**TASK DESCRIPTION**
Print the entire listing. Each line must match the original exactly.

Extracted data entries:
++++++

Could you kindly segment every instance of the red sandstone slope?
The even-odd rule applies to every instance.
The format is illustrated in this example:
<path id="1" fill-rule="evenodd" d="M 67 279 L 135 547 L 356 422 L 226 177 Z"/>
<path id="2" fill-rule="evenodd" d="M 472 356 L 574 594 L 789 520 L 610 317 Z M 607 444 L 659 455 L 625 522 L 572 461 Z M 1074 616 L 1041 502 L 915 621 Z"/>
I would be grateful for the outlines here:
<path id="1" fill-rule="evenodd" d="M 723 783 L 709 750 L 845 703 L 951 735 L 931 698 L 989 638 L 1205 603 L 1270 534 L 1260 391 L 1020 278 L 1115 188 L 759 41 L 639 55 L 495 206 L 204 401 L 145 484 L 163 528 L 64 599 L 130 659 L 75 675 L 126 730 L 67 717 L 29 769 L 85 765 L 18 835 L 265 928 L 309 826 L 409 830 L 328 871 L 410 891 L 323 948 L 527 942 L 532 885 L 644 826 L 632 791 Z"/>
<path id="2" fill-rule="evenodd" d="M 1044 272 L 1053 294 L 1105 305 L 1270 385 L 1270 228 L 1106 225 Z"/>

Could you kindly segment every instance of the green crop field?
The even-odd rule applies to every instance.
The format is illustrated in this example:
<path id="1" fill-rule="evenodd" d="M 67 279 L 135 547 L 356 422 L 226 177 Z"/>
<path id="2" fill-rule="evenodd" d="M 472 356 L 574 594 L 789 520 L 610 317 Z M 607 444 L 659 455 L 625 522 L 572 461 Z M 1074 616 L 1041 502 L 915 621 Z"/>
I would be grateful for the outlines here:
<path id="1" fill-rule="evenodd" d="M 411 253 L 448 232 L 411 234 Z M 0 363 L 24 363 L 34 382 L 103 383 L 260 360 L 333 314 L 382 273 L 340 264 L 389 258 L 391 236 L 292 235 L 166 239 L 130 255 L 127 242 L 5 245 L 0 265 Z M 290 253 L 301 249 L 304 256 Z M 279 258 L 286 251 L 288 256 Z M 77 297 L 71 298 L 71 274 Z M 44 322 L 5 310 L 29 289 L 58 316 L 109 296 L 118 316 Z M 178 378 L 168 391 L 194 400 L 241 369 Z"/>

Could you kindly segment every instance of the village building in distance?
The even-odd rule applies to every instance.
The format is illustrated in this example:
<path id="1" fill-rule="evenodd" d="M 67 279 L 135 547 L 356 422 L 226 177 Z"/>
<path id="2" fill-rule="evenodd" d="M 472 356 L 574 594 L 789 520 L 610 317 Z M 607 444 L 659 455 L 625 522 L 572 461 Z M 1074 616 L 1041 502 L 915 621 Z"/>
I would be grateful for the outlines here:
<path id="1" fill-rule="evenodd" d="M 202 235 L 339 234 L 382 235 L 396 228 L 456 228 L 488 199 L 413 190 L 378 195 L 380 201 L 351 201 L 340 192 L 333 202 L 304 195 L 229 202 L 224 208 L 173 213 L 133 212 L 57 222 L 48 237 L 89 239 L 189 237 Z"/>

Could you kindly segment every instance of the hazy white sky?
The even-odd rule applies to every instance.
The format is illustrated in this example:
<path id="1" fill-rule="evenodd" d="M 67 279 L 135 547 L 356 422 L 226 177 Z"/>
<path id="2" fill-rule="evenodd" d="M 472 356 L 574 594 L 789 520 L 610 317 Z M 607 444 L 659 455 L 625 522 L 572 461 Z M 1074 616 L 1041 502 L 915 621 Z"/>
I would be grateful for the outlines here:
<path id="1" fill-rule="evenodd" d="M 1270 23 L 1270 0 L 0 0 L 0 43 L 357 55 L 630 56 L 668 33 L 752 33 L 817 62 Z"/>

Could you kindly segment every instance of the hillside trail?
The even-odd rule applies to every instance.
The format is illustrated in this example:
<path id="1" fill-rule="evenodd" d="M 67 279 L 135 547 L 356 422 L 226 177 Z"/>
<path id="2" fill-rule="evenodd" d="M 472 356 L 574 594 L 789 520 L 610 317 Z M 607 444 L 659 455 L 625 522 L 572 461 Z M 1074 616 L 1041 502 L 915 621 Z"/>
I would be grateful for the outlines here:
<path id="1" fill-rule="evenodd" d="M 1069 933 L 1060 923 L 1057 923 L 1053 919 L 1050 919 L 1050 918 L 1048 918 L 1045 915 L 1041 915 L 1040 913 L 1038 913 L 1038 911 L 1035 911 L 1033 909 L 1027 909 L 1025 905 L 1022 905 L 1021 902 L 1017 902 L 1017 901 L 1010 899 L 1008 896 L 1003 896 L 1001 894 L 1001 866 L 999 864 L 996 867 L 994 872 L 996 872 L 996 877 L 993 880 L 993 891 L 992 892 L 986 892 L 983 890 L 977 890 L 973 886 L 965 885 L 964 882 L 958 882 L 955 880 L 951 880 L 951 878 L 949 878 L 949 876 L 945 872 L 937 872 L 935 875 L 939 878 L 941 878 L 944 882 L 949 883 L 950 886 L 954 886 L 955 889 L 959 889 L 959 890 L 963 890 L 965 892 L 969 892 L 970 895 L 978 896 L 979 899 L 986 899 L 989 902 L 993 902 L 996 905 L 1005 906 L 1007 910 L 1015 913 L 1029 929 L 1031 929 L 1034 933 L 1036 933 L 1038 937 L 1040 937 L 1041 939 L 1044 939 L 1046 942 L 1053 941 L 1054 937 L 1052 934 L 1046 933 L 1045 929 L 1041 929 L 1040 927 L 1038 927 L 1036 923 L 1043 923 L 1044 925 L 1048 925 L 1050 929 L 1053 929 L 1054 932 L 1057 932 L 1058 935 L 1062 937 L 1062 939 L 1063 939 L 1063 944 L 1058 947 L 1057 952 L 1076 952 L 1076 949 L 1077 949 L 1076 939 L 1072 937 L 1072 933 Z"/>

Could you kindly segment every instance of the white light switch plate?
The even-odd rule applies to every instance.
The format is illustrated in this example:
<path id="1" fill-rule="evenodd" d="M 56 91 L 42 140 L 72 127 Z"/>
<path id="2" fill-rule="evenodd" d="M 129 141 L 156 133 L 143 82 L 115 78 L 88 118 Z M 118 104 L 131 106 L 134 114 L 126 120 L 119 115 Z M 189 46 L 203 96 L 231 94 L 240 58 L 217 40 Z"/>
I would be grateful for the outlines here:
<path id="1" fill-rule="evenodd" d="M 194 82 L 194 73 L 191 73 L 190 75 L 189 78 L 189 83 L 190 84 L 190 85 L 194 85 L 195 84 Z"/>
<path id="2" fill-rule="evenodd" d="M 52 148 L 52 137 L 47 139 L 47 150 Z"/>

++++++

**RESULT OF THE TASK**
Could you kindly segment every instance of the red sandstone slope?
The even-odd rule applies to every instance.
The format is illustrated in this example:
<path id="1" fill-rule="evenodd" d="M 67 279 L 135 547 L 356 422 L 226 177 Z"/>
<path id="2" fill-rule="evenodd" d="M 472 356 L 574 594 L 789 520 L 610 317 Z M 607 444 L 659 455 L 625 522 L 572 461 Z M 1074 616 L 1041 502 L 915 621 Z"/>
I would be grateful for the outlines here:
<path id="1" fill-rule="evenodd" d="M 723 783 L 709 750 L 845 703 L 951 735 L 931 698 L 989 638 L 1205 603 L 1270 534 L 1260 391 L 1020 278 L 1115 188 L 759 41 L 639 55 L 495 206 L 204 401 L 145 484 L 163 528 L 64 599 L 130 659 L 75 675 L 126 730 L 67 717 L 29 769 L 85 765 L 18 835 L 265 928 L 309 826 L 409 830 L 328 871 L 410 891 L 323 948 L 527 942 L 532 885 L 644 826 L 632 791 Z"/>
<path id="2" fill-rule="evenodd" d="M 1044 272 L 1053 294 L 1105 305 L 1270 385 L 1270 228 L 1106 225 Z"/>

Could you kindly segment every instance of the green crop field?
The even-odd rule applies to every instance.
The format is illustrated in this example:
<path id="1" fill-rule="evenodd" d="M 67 279 L 135 547 L 356 422 L 226 177 Z"/>
<path id="2" fill-rule="evenodd" d="M 472 356 L 574 594 L 789 520 L 610 317 Z M 607 444 L 659 455 L 625 522 L 572 461 Z M 1074 616 L 1041 502 L 915 621 Z"/>
I would be grateful for the outlines here:
<path id="1" fill-rule="evenodd" d="M 411 253 L 448 232 L 411 234 Z M 0 363 L 24 363 L 34 382 L 103 383 L 260 360 L 333 314 L 382 273 L 340 264 L 389 258 L 391 236 L 292 235 L 166 239 L 130 255 L 127 242 L 5 245 L 0 265 Z M 290 253 L 301 249 L 304 256 Z M 279 258 L 286 251 L 288 256 Z M 77 297 L 71 298 L 71 274 Z M 44 322 L 5 310 L 29 289 L 58 316 L 109 296 L 118 316 Z M 178 378 L 168 391 L 194 400 L 241 369 Z"/>

Could you kindly segment every instance of the village building in distance?
The even-odd rule applies to every instance.
The format is illustrated in this example:
<path id="1" fill-rule="evenodd" d="M 67 279 L 135 547 L 356 422 L 226 177 Z"/>
<path id="2" fill-rule="evenodd" d="M 472 356 L 574 594 L 789 520 L 610 317 Z M 607 444 L 659 455 L 625 522 L 572 461 Z M 1074 616 L 1041 502 L 915 621 Z"/>
I would be grateful for the outlines here:
<path id="1" fill-rule="evenodd" d="M 202 235 L 339 234 L 382 235 L 396 228 L 456 228 L 488 199 L 413 190 L 378 195 L 380 201 L 351 201 L 340 192 L 333 202 L 304 195 L 229 202 L 224 208 L 173 213 L 133 212 L 57 222 L 48 237 L 89 239 L 189 237 Z"/>

Could you kindly segment every instance of the hazy white sky?
The even-odd rule applies to every instance.
The format is illustrated in this example:
<path id="1" fill-rule="evenodd" d="M 67 279 L 135 547 L 356 422 L 226 177 Z"/>
<path id="2" fill-rule="evenodd" d="M 472 356 L 574 594 L 789 520 L 610 317 Z M 607 444 L 659 455 L 625 522 L 572 461 Z M 1074 616 L 1041 502 L 915 621 Z"/>
I would be grateful for the outlines here:
<path id="1" fill-rule="evenodd" d="M 1270 23 L 1270 0 L 0 0 L 0 43 L 357 55 L 630 56 L 668 33 L 752 33 L 817 62 Z"/>

Could you kindly segment every instance of the hillside trail?
The even-odd rule applies to every instance.
The format is illustrated in this example:
<path id="1" fill-rule="evenodd" d="M 67 279 L 135 547 L 356 422 L 226 177 Z"/>
<path id="2" fill-rule="evenodd" d="M 472 356 L 574 594 L 789 520 L 610 317 Z M 607 444 L 659 455 L 625 522 L 572 461 Z M 1074 616 L 1041 502 L 915 621 Z"/>
I would be grateful for the outlines here:
<path id="1" fill-rule="evenodd" d="M 1069 933 L 1060 923 L 1057 923 L 1053 919 L 1050 919 L 1050 918 L 1048 918 L 1045 915 L 1041 915 L 1040 913 L 1038 913 L 1038 911 L 1035 911 L 1033 909 L 1027 909 L 1025 905 L 1022 905 L 1021 902 L 1017 902 L 1017 901 L 1010 899 L 1008 896 L 1003 896 L 1001 894 L 1001 866 L 999 864 L 996 867 L 994 872 L 996 872 L 996 877 L 993 880 L 993 891 L 992 892 L 986 892 L 983 890 L 977 890 L 973 886 L 965 885 L 964 882 L 958 882 L 955 880 L 951 880 L 951 878 L 949 878 L 949 876 L 945 872 L 937 872 L 935 875 L 939 878 L 941 878 L 944 882 L 949 883 L 950 886 L 954 886 L 955 889 L 959 889 L 959 890 L 963 890 L 965 892 L 969 892 L 970 895 L 978 896 L 979 899 L 986 899 L 989 902 L 993 902 L 996 905 L 1005 906 L 1007 910 L 1015 913 L 1029 929 L 1031 929 L 1034 933 L 1036 933 L 1038 937 L 1040 937 L 1041 939 L 1044 939 L 1046 942 L 1053 941 L 1054 937 L 1052 934 L 1046 933 L 1045 929 L 1041 929 L 1040 927 L 1038 927 L 1036 923 L 1043 923 L 1044 925 L 1048 925 L 1050 929 L 1053 929 L 1054 932 L 1057 932 L 1058 935 L 1062 937 L 1062 939 L 1063 939 L 1063 944 L 1058 947 L 1057 952 L 1076 952 L 1076 949 L 1077 949 L 1076 939 L 1072 937 L 1072 933 Z"/>

Could you kindly segment every instance of the white light switch plate?
The even-odd rule applies to every instance.
The format is illustrated in this example:
<path id="1" fill-rule="evenodd" d="M 56 91 L 42 140 L 72 127 Z"/>
<path id="2" fill-rule="evenodd" d="M 129 141 L 156 133 L 143 82 L 115 78 L 88 118 Z M 118 104 L 131 106 L 134 114 L 126 120 L 119 115 Z M 189 46 L 203 96 L 231 94 L 240 58 L 217 40 Z"/>
I would be grateful for the outlines here:
<path id="1" fill-rule="evenodd" d="M 194 82 L 194 73 L 191 73 L 190 75 L 189 78 L 189 83 L 190 84 L 190 85 L 194 85 L 195 84 Z"/>
<path id="2" fill-rule="evenodd" d="M 52 148 L 52 137 L 47 139 L 47 150 Z"/>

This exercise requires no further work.